### WHAT THE EXERCISE ASKS
Rewrite the lines of the material between the line containing "Find and mark woman's hand" and the line containing "[192,16,247,211]", inclusive, as a numbered list. Leave out any blank lines.

A block of data
== == ==

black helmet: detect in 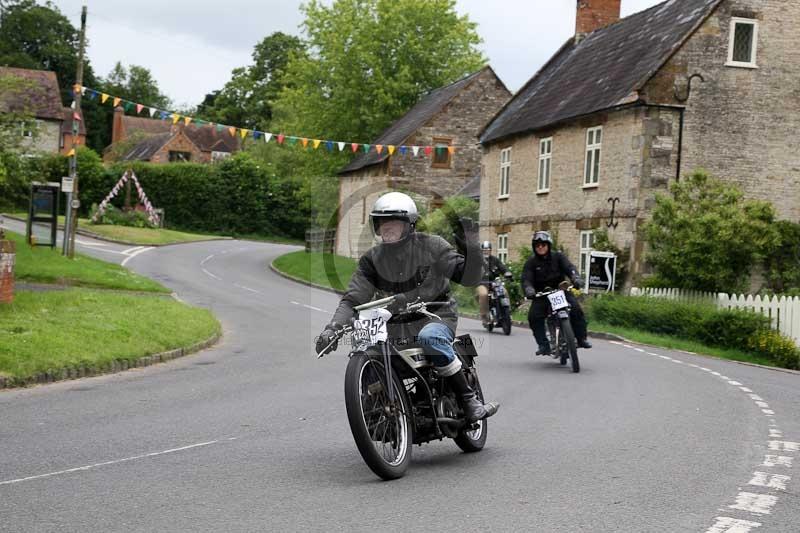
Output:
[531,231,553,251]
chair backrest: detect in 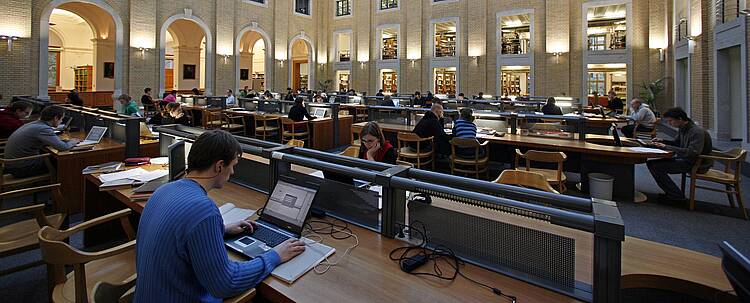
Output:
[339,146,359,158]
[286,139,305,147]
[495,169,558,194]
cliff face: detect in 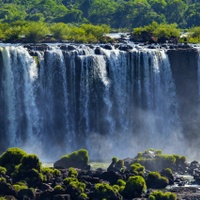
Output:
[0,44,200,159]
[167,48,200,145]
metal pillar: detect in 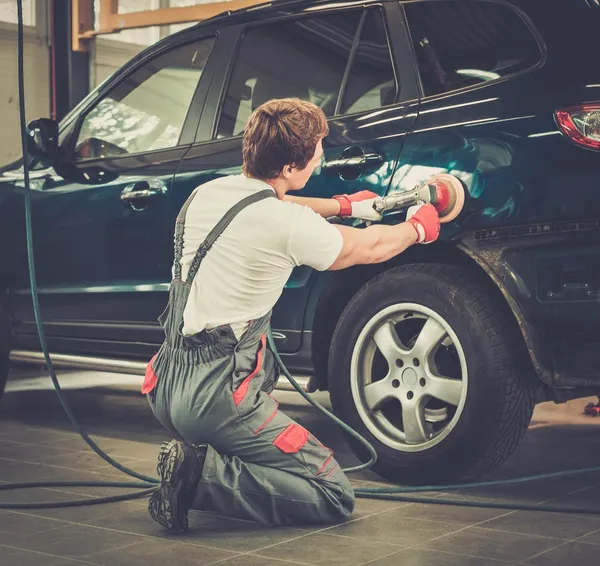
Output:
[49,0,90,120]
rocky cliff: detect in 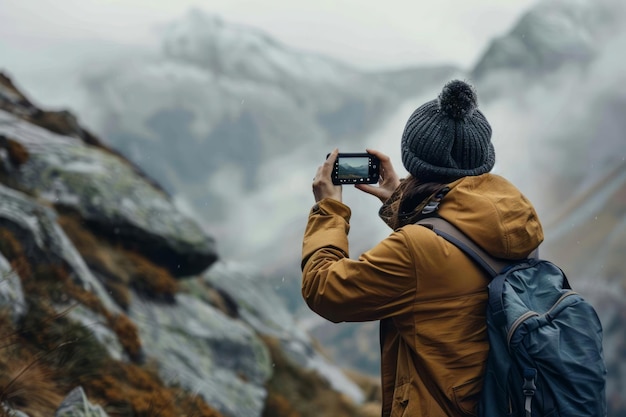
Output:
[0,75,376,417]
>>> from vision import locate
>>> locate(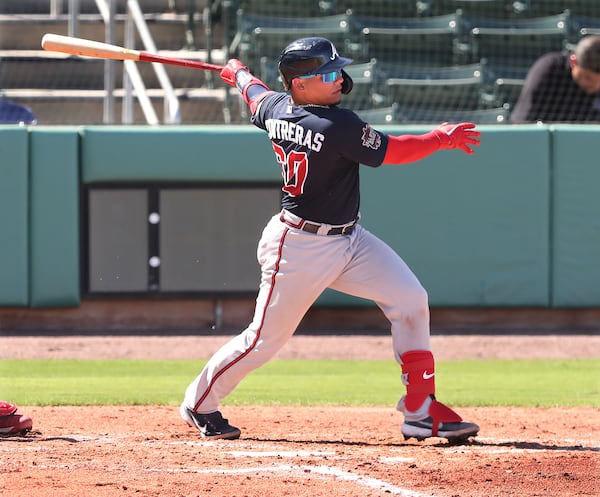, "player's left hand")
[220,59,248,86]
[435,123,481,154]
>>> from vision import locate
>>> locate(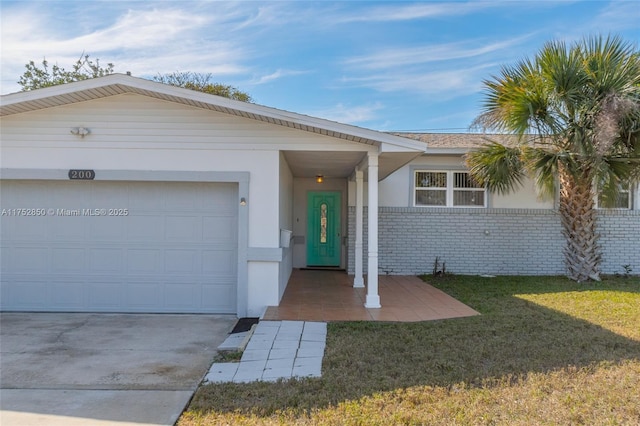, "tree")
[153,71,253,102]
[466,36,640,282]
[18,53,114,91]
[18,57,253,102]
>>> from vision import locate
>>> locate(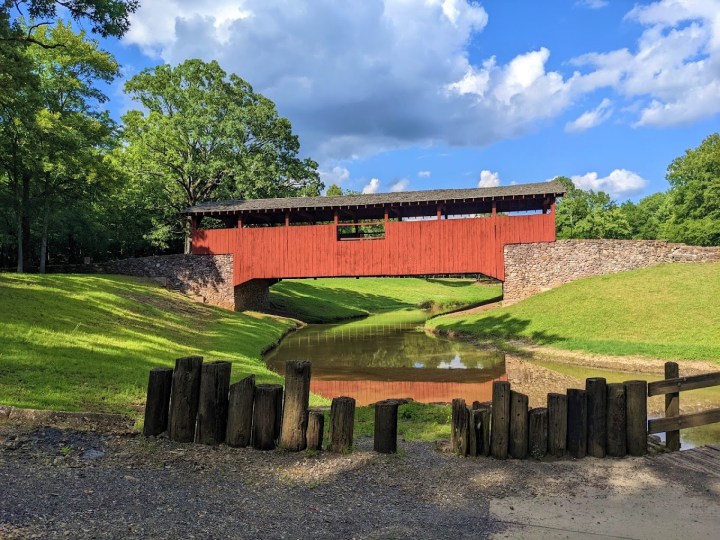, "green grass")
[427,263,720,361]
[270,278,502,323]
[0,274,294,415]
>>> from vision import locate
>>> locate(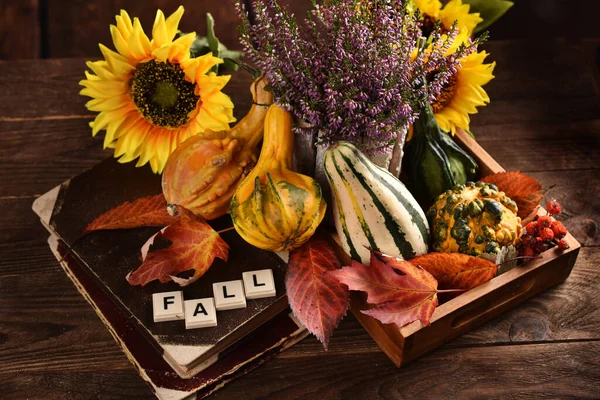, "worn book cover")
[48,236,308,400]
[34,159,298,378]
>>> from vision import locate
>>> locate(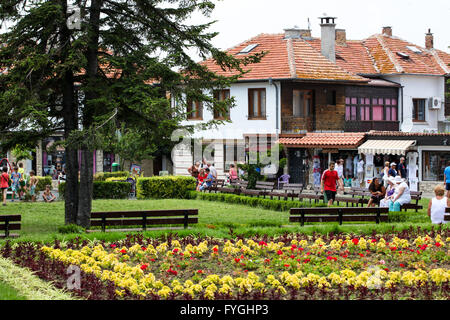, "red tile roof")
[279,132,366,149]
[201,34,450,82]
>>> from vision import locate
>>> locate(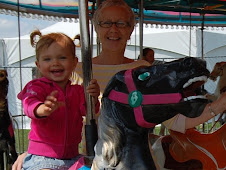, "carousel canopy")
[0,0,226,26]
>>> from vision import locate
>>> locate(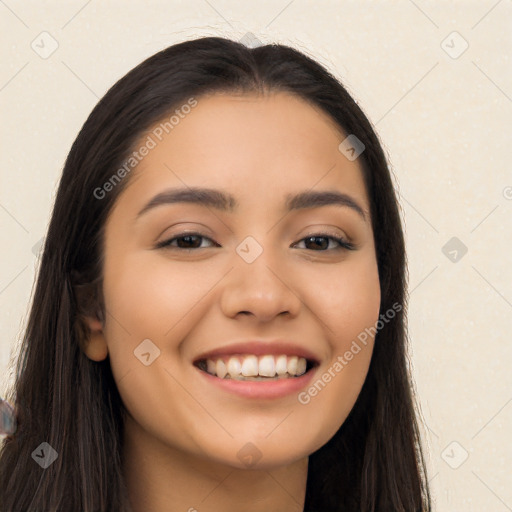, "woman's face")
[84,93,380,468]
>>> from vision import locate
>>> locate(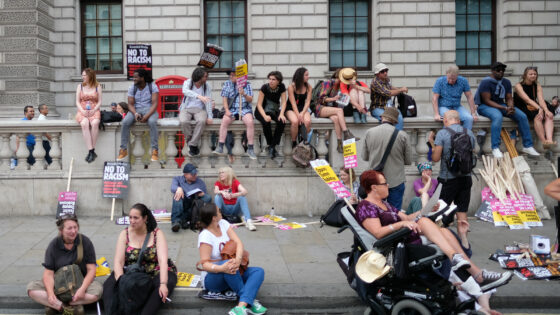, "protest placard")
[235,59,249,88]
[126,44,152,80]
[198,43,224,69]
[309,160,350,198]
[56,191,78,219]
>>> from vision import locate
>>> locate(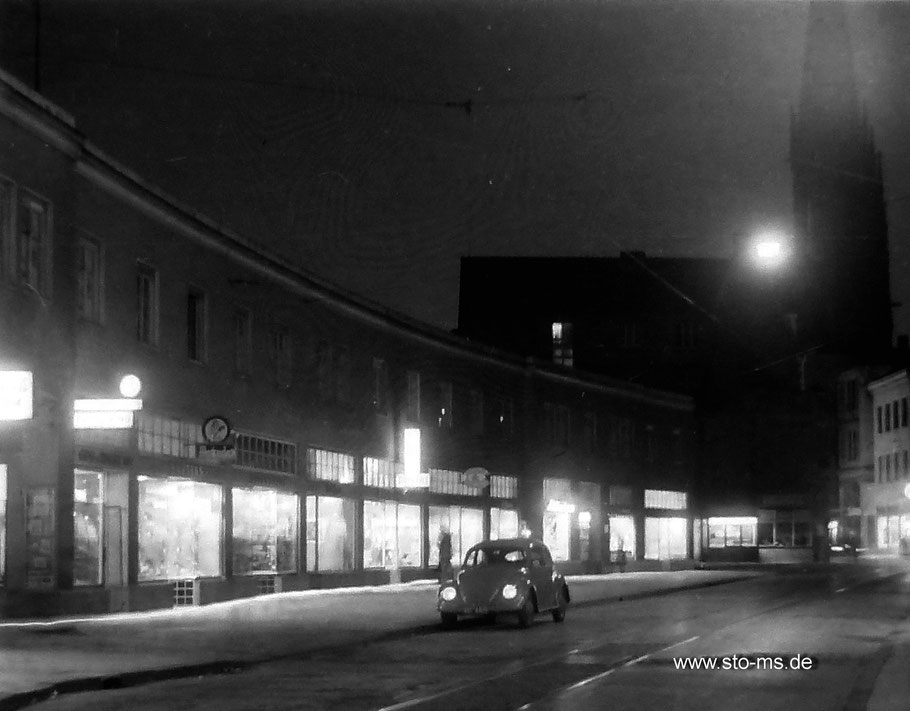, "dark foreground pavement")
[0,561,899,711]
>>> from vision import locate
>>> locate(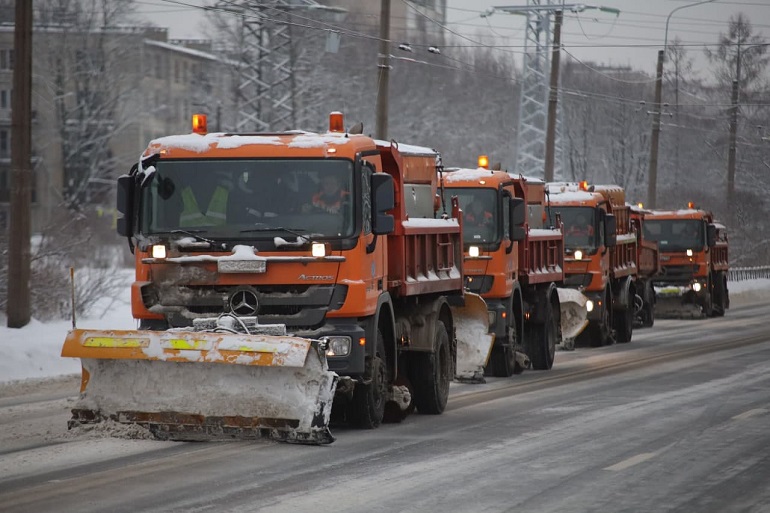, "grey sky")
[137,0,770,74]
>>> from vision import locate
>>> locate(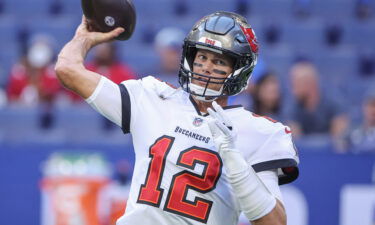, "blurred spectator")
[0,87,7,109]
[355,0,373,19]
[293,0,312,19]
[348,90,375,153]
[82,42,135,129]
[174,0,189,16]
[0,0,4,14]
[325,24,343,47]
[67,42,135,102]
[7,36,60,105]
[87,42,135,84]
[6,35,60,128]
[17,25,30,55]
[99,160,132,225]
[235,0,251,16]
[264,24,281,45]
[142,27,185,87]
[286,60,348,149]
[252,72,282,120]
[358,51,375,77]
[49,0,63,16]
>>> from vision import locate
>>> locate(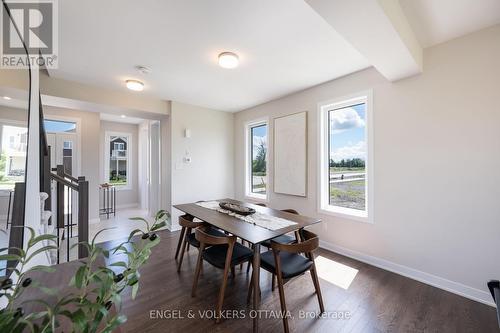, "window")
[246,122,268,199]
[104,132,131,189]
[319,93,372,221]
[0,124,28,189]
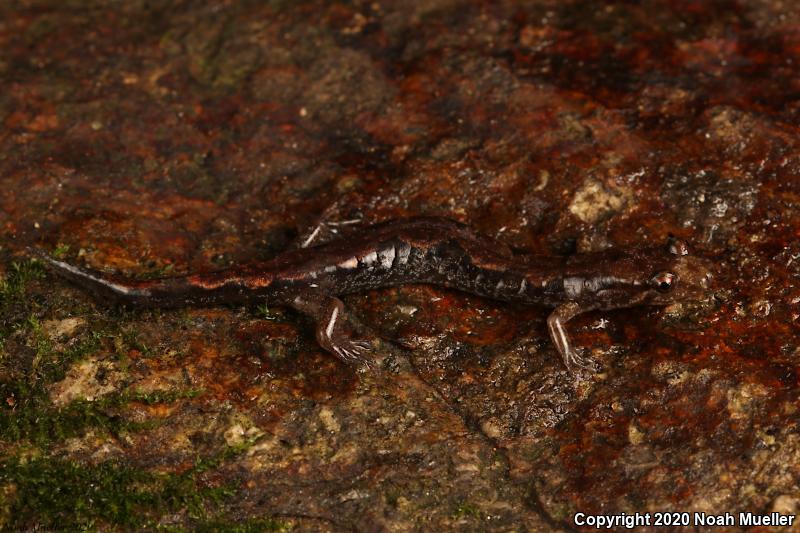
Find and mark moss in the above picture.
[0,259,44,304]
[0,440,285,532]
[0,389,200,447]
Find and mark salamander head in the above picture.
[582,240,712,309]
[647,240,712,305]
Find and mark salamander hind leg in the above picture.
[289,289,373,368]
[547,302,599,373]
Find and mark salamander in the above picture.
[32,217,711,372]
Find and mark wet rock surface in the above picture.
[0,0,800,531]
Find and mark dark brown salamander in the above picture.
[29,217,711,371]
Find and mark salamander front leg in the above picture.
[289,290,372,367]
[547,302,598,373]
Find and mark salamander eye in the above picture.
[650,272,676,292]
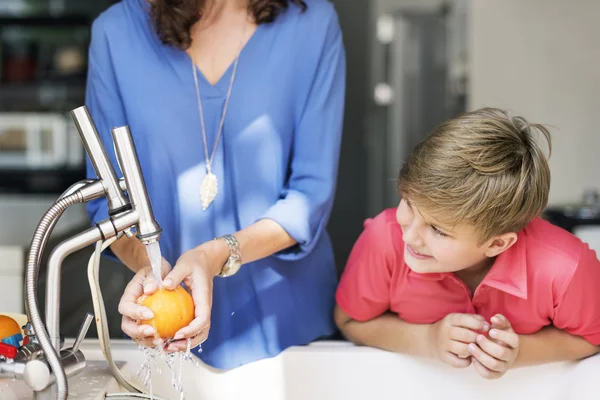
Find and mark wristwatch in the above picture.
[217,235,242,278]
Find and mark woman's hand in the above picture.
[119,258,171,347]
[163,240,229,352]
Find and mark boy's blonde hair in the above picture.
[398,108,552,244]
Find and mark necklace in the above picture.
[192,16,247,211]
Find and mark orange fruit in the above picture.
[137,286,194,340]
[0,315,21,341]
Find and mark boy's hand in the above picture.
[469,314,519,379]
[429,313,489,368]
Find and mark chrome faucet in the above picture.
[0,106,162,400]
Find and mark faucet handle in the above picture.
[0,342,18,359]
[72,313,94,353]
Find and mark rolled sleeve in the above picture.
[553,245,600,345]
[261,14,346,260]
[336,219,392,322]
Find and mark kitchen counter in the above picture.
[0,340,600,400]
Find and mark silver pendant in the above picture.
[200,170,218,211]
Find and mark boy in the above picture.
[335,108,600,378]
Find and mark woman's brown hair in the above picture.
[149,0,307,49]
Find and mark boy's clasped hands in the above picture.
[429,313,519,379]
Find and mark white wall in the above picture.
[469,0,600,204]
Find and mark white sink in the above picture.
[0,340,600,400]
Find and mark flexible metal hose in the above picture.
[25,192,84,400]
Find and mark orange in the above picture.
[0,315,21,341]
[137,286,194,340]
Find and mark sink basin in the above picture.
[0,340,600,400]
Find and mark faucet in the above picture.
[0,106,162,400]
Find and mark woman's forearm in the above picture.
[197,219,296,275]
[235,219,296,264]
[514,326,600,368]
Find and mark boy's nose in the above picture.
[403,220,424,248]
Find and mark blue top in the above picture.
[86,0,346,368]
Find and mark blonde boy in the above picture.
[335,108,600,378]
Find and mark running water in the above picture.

== == ==

### SOLUTION TO THIS EXERCISE
1. Find and mark woman's hand in the above picture.
2. [119,258,171,347]
3. [163,240,229,352]
4. Find and mark boy's blonde hair in the above picture.
5. [398,108,552,244]
6. Find and mark necklace in the above picture.
7. [192,16,247,211]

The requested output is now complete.